Problem to solve
Copy out, word for word, every line from the start of the records through the line containing "(1068, 454)", both included. Leave the pictures out.

══ Task data ══

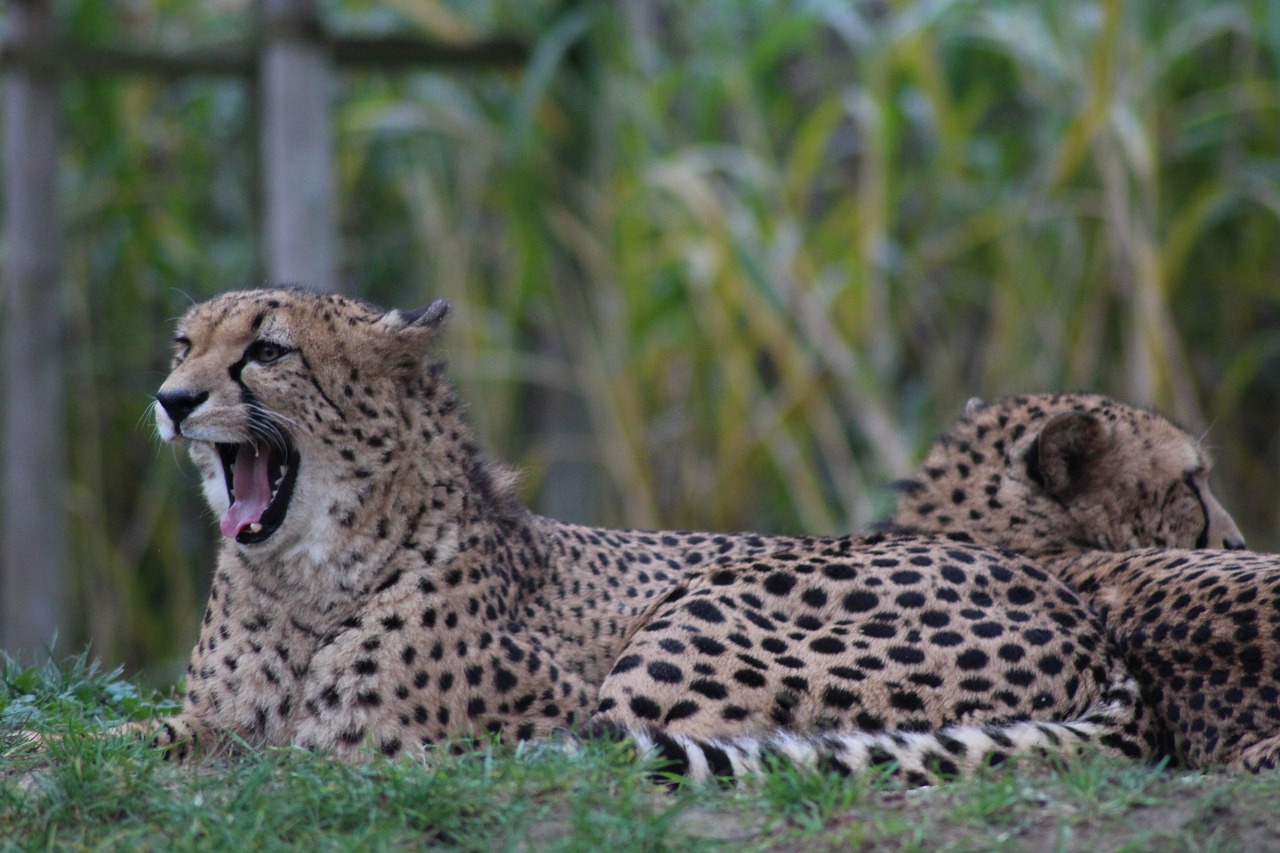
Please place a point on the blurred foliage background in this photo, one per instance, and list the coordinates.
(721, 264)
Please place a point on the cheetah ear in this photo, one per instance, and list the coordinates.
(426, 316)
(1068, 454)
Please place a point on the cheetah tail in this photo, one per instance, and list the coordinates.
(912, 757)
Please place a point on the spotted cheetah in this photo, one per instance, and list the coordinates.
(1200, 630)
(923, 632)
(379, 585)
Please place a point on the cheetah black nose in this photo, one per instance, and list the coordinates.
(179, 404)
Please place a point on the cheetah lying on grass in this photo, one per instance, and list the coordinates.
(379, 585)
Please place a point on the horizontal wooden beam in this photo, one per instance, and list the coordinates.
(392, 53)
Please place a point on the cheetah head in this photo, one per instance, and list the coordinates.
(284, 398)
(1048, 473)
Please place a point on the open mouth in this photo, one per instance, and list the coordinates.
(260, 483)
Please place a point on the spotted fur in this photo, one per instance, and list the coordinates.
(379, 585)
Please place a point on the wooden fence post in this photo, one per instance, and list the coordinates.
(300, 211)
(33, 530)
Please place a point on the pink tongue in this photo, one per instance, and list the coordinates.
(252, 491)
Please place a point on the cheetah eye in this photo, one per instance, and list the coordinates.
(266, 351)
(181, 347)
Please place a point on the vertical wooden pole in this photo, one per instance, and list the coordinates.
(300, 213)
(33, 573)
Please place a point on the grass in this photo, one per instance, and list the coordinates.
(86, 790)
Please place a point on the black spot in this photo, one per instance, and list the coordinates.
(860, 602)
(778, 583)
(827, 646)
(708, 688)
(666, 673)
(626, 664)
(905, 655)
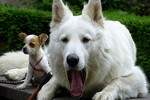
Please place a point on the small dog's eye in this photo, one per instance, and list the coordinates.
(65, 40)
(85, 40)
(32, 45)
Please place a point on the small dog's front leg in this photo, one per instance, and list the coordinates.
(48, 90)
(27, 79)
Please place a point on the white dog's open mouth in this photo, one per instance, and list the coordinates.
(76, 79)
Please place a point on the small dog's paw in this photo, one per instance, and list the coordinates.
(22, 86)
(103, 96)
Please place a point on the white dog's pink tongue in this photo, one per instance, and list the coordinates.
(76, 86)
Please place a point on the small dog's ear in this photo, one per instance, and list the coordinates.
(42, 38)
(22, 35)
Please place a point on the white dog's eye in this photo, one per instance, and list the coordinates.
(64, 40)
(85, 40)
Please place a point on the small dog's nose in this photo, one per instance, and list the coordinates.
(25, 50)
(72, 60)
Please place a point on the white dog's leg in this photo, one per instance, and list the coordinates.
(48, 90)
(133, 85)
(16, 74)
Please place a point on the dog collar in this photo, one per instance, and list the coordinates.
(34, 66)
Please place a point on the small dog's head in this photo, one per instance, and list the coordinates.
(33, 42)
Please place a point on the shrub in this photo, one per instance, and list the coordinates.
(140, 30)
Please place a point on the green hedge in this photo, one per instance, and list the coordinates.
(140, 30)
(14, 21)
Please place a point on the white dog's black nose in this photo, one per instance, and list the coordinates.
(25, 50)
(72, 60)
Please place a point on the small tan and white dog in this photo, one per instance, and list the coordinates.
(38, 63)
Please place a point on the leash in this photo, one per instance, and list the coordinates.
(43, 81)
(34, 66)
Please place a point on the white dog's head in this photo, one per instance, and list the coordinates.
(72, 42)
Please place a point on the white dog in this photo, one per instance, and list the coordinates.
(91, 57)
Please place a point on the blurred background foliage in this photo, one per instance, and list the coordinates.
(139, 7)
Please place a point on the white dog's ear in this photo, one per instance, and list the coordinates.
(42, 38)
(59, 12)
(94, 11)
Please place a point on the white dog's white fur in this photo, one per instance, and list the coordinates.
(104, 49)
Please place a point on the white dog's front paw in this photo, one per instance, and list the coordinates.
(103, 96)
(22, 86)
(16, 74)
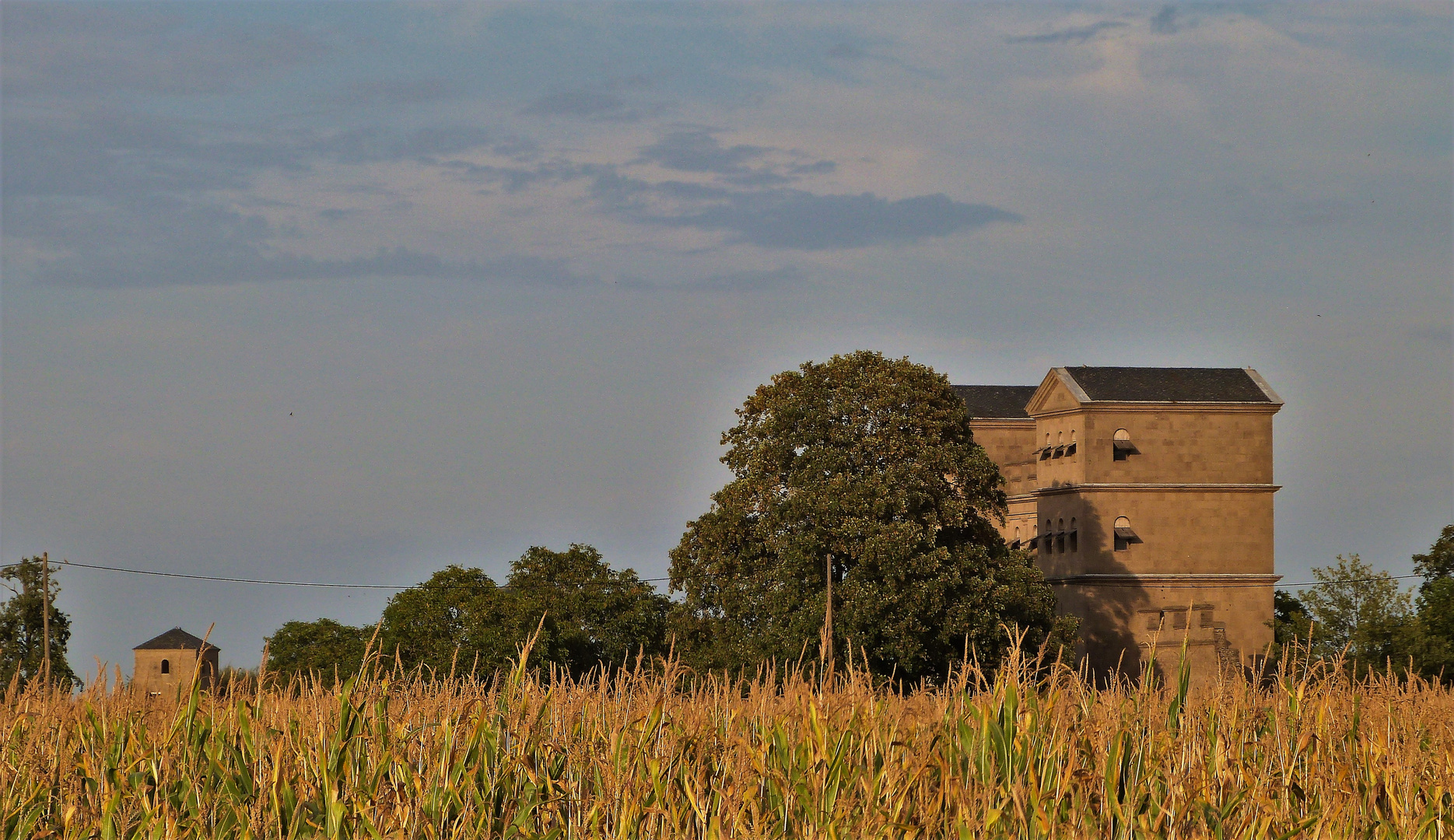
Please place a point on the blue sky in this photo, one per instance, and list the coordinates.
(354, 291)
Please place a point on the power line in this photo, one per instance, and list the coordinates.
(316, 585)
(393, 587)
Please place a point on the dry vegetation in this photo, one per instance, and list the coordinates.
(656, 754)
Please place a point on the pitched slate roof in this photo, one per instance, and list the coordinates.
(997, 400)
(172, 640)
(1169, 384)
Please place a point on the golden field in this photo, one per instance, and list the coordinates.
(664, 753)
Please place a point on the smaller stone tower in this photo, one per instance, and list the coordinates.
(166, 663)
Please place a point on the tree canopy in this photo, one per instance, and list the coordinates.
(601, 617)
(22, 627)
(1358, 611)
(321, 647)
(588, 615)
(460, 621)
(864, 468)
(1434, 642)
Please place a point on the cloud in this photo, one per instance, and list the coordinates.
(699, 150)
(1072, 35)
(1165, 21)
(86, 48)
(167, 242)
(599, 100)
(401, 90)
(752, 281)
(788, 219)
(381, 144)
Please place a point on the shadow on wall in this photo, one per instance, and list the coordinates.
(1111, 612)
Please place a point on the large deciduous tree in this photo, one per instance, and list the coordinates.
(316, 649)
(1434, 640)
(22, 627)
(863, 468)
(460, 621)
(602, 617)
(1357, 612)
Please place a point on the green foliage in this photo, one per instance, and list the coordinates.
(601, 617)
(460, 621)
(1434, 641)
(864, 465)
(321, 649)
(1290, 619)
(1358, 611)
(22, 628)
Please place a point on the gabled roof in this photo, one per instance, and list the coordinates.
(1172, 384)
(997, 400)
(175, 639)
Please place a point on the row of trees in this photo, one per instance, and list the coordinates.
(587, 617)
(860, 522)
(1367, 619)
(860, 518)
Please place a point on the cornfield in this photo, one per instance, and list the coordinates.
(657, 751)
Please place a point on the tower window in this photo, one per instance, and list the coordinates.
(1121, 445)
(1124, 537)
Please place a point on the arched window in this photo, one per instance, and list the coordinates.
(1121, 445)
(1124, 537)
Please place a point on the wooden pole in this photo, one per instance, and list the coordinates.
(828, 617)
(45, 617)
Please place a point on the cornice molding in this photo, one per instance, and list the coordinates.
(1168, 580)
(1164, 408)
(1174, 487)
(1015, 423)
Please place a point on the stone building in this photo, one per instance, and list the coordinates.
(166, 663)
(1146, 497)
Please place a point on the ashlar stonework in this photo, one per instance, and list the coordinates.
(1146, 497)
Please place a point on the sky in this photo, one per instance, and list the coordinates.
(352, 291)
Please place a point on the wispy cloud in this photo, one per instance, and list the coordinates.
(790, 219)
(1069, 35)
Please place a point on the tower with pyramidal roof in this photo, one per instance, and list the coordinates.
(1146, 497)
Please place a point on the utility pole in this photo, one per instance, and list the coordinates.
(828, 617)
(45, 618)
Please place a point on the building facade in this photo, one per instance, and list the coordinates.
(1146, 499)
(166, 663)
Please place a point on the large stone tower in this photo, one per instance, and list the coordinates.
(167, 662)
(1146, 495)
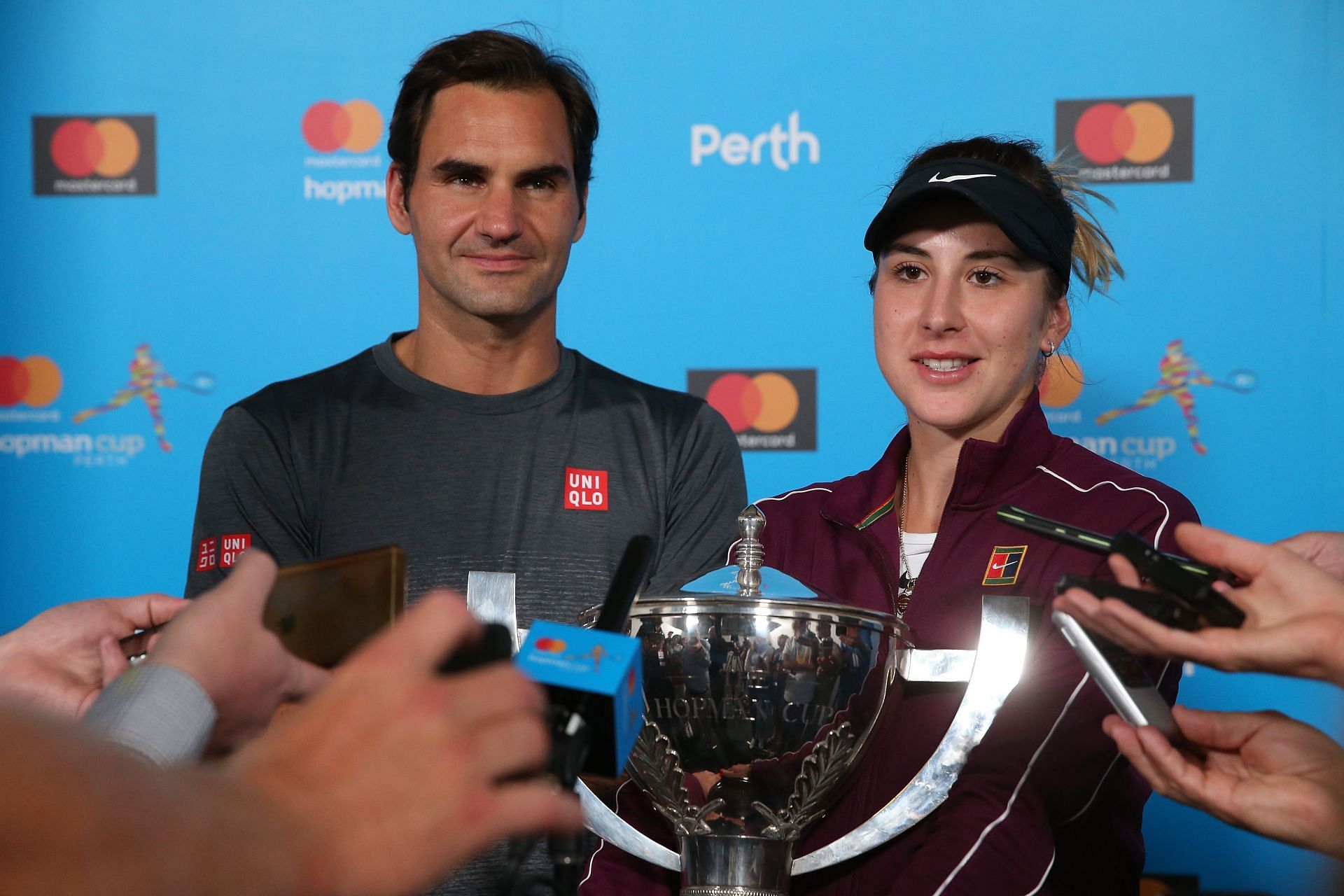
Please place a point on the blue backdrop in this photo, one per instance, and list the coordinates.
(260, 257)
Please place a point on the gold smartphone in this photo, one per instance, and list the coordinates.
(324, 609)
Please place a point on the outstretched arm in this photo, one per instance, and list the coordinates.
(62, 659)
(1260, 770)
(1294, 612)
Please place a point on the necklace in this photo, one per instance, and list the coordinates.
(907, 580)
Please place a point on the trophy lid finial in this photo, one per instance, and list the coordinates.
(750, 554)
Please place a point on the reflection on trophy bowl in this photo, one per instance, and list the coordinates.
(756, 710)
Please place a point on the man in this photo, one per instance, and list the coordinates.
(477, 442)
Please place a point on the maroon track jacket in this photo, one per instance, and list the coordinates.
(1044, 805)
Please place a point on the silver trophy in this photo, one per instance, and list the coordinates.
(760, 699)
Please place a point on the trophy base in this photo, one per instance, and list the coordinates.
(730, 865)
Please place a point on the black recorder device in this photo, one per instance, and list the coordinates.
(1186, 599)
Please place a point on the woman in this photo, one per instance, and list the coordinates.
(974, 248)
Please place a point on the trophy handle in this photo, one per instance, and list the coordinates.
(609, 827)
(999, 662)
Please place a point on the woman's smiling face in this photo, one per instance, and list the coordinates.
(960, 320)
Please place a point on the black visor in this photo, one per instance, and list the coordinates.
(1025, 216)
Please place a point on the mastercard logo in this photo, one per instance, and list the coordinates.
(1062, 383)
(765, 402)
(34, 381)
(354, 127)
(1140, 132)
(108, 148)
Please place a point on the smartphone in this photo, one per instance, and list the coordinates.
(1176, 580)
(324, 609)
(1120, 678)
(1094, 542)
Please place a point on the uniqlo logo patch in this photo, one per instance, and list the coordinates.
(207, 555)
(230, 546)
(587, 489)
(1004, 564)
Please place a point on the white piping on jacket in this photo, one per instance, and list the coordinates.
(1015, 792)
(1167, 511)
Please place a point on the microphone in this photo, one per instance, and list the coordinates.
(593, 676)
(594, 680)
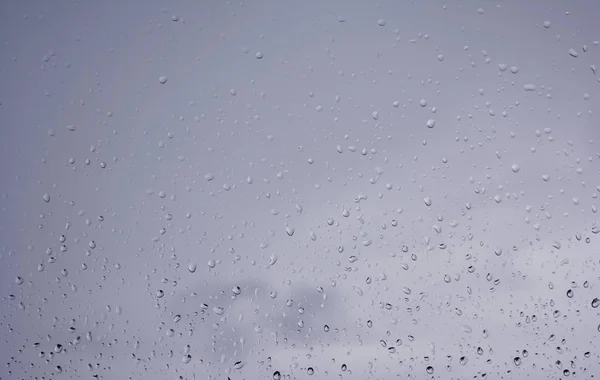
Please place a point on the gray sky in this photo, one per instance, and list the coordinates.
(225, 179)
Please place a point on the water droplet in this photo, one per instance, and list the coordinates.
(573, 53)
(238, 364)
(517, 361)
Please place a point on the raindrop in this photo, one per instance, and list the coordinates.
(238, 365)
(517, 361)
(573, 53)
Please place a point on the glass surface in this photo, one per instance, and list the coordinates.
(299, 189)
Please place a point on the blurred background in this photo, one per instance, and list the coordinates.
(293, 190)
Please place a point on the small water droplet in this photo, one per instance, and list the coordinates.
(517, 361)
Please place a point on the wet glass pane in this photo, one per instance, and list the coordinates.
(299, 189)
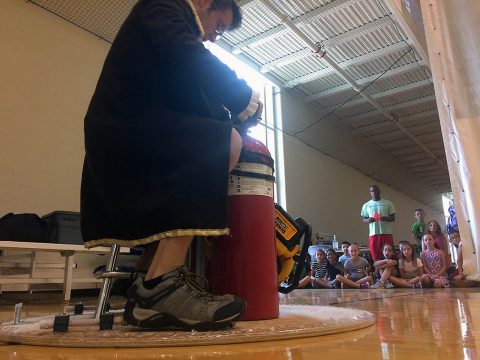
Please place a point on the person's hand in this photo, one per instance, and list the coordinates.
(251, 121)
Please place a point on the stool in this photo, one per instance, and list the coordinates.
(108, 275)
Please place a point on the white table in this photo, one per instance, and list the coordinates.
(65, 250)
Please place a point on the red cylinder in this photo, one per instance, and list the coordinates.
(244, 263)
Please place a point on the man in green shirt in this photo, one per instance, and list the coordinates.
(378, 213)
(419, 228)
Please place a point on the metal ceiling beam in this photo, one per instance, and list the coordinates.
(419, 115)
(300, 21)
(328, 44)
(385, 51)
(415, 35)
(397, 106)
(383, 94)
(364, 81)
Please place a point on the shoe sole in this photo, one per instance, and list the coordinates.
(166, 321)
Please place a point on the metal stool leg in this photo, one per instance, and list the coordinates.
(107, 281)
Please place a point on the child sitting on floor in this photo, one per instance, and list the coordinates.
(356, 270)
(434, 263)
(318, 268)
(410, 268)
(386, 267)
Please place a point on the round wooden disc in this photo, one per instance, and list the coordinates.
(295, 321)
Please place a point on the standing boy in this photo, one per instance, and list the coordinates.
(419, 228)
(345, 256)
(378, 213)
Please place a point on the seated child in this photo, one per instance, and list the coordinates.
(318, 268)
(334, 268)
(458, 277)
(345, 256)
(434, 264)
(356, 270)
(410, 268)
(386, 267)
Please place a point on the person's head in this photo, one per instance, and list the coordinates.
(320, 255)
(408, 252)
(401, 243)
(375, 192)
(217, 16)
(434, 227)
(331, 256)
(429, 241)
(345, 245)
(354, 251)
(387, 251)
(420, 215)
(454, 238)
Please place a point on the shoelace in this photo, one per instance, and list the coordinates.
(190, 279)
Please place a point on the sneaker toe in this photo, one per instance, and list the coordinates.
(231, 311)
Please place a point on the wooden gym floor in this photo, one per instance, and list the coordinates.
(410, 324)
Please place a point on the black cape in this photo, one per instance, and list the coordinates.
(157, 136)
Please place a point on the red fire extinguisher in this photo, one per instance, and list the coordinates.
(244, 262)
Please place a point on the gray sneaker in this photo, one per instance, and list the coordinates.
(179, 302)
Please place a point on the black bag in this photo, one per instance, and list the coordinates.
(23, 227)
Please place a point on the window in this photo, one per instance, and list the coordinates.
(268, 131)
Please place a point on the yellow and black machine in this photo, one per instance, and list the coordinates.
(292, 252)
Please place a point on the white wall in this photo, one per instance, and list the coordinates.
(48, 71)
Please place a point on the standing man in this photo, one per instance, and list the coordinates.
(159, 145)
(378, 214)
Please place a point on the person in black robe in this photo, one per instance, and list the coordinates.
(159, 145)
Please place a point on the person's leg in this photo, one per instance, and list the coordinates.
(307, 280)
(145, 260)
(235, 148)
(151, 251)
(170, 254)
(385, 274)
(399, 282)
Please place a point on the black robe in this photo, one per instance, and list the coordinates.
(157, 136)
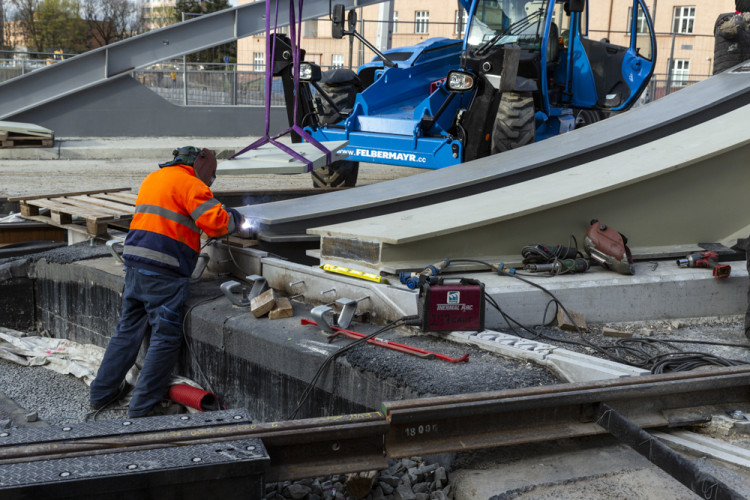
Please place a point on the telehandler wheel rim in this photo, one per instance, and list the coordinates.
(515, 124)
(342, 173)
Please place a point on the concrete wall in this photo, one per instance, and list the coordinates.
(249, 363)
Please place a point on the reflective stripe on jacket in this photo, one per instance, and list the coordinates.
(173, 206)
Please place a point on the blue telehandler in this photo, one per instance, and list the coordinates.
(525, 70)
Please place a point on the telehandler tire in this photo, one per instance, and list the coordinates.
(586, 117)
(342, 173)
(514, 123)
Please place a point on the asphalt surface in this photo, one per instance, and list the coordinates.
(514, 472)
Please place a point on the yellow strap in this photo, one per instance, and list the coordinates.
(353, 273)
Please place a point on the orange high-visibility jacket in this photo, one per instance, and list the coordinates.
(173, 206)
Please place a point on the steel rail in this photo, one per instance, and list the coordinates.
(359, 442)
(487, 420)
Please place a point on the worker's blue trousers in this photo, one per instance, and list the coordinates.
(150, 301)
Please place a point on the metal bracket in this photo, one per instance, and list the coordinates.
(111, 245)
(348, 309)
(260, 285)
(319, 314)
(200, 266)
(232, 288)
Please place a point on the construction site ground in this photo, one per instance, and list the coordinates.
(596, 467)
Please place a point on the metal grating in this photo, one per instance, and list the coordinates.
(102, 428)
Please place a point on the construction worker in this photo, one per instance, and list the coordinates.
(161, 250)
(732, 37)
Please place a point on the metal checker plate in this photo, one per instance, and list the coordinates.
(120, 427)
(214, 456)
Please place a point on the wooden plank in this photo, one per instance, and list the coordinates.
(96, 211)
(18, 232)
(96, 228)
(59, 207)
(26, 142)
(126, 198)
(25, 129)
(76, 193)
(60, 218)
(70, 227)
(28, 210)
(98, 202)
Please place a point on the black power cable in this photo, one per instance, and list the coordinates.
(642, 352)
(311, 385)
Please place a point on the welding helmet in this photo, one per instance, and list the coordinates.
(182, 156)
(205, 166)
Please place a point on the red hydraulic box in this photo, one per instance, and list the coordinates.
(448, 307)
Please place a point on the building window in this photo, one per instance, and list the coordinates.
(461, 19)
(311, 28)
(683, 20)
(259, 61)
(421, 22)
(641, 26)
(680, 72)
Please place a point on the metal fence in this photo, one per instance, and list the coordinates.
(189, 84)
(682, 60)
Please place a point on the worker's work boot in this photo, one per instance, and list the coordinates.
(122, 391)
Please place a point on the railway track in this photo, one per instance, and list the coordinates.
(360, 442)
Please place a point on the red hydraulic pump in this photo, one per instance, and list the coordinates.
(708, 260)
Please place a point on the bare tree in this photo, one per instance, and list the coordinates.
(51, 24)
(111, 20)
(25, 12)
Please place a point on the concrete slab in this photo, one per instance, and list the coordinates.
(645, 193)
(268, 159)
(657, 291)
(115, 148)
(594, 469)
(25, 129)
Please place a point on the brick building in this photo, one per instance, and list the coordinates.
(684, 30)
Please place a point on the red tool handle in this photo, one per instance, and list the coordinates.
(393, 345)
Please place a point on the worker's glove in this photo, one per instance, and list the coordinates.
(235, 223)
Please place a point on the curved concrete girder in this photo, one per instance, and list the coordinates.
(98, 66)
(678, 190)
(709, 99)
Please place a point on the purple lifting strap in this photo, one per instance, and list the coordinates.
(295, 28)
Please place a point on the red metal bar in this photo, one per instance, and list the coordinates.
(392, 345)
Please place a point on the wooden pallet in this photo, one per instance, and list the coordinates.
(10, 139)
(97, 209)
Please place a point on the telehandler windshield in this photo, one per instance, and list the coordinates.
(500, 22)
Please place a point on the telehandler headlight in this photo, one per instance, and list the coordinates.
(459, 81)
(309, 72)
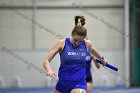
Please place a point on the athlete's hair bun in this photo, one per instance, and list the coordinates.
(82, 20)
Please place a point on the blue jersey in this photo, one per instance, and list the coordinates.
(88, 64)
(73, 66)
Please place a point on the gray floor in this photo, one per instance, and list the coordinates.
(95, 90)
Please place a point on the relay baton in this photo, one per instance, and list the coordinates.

═══

Finished exercise
Please place a point on the blurred foliage background in this photo, one per instance, and list the coordinates.
(721, 264)
Please place a point on the cheetah ear in this photo, one per instance, and list the coordinates.
(426, 316)
(1068, 454)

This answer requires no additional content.